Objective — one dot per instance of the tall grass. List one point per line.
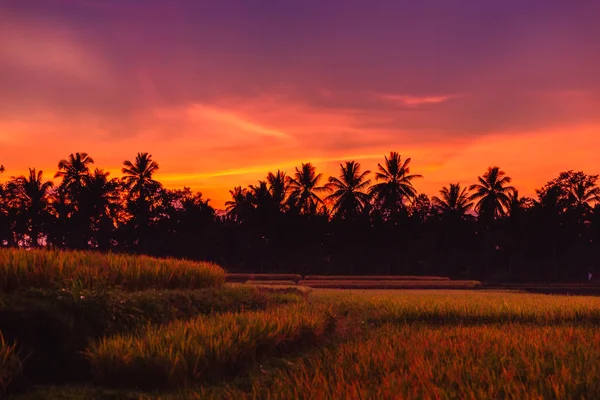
(419, 362)
(11, 365)
(374, 278)
(184, 353)
(21, 269)
(390, 284)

########################################

* What you are asked to do
Format the items above as a numbered list with one line per entry and no blank lines. Leave the pictures out.

* Task solution
1. Objective — one dot per instance of the tall grass. List one point per line.
2. (419, 362)
3. (11, 365)
4. (374, 278)
5. (184, 353)
6. (21, 269)
7. (390, 284)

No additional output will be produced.